-- Opening Marker --
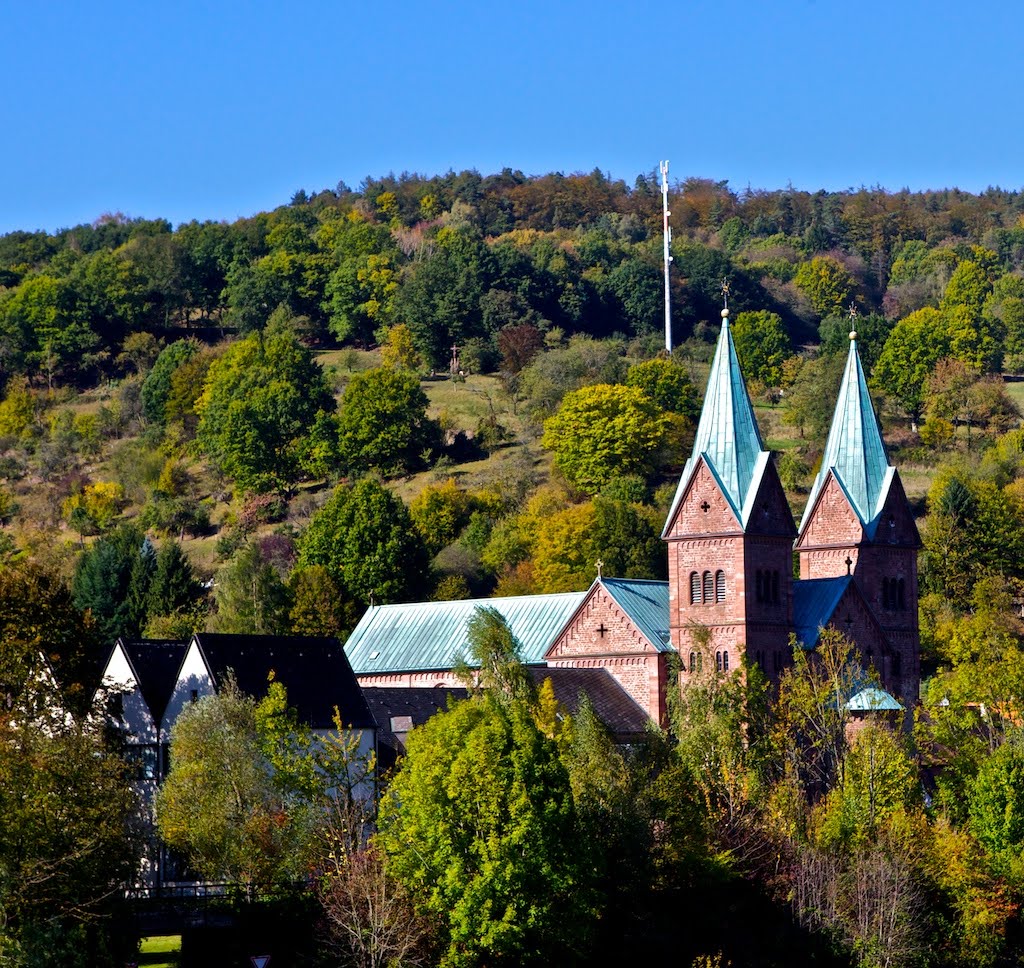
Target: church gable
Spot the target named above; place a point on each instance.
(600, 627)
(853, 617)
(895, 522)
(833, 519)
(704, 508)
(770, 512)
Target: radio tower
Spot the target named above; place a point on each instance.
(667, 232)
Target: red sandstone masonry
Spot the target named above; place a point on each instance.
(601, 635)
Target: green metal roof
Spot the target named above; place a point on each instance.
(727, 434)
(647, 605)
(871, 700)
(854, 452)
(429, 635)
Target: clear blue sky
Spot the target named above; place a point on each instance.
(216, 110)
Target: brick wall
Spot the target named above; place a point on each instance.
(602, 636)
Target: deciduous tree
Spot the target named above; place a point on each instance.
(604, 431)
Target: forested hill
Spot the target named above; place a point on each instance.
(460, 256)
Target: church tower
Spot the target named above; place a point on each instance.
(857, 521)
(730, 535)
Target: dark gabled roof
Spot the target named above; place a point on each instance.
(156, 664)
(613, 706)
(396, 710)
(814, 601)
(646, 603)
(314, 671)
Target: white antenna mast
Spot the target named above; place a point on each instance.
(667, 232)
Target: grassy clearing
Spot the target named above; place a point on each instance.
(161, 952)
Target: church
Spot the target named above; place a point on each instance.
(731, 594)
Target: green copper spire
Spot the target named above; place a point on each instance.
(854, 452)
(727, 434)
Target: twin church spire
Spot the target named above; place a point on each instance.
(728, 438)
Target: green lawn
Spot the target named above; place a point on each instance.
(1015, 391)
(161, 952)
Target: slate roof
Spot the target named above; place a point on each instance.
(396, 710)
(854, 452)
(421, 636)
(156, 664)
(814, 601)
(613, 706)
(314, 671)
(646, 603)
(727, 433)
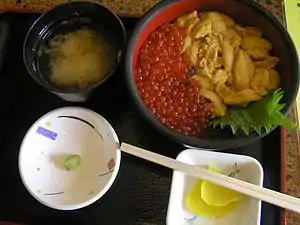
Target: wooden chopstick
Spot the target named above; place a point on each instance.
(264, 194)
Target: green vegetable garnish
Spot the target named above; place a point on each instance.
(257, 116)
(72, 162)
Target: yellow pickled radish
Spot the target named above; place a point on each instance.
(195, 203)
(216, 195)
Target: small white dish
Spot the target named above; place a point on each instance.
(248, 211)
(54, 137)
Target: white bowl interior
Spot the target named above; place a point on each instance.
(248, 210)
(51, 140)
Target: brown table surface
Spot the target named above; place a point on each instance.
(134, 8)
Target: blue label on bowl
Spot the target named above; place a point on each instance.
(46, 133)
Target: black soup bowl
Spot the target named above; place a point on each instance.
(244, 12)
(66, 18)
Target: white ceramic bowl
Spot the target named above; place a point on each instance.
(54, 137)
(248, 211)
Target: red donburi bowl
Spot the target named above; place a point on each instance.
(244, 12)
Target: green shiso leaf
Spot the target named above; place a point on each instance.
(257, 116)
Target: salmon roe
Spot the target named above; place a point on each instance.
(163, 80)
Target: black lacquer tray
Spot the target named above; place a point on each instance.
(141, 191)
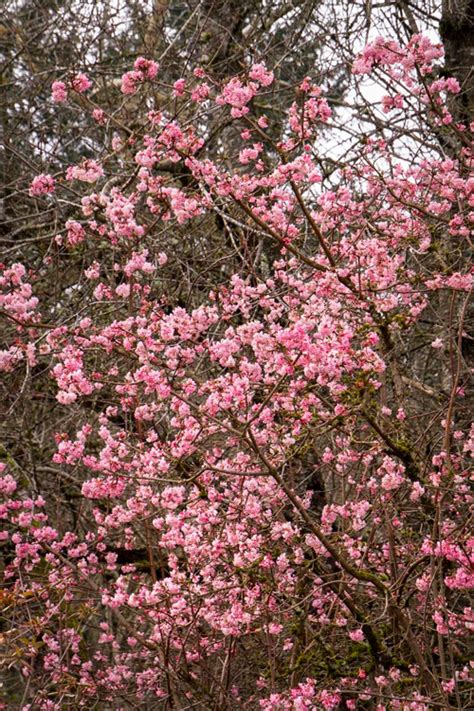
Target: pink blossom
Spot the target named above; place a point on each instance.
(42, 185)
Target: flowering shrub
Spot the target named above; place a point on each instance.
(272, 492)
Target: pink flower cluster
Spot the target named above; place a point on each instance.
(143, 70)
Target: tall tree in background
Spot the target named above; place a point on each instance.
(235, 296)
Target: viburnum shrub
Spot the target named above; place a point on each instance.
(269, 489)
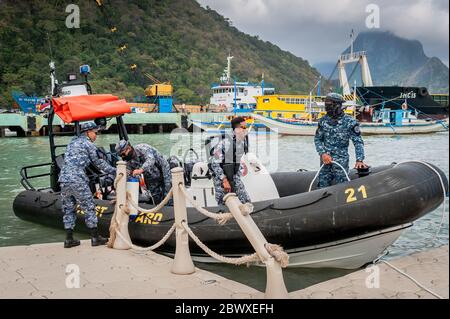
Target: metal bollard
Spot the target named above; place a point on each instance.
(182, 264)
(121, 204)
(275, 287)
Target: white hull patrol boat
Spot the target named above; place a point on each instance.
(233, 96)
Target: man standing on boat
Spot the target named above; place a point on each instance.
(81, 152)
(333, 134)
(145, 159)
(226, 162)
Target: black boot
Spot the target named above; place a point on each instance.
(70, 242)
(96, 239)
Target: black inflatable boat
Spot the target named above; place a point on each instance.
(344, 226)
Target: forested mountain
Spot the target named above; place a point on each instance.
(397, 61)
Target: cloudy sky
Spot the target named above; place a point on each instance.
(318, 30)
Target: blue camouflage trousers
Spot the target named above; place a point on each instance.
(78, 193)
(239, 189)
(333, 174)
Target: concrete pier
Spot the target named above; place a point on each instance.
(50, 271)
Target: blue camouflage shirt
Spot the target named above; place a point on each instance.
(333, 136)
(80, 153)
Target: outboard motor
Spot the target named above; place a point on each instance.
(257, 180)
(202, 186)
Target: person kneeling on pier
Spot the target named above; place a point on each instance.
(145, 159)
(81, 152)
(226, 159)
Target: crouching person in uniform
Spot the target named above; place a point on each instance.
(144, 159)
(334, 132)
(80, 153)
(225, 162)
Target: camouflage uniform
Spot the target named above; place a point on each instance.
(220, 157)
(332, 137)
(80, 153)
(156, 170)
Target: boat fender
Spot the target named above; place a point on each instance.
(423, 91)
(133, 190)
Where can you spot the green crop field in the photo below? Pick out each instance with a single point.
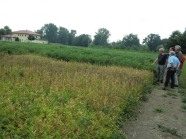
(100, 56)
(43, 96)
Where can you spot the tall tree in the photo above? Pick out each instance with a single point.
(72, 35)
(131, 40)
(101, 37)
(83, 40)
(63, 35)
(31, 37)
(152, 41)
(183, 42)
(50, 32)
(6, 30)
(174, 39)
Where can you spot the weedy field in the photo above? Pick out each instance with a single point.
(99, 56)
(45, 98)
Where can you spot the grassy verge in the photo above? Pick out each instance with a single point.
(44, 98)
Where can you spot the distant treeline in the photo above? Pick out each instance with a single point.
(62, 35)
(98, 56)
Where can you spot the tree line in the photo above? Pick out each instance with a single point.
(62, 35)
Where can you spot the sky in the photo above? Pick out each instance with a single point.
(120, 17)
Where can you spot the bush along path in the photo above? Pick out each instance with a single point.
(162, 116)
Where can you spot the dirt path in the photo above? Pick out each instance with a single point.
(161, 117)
-- Closing Marker --
**Exercise aim:**
Every line of the listing above that includes "uniform" should be copied out.

**Exercise response:**
Target: crouching person in uniform
Target: camouflage uniform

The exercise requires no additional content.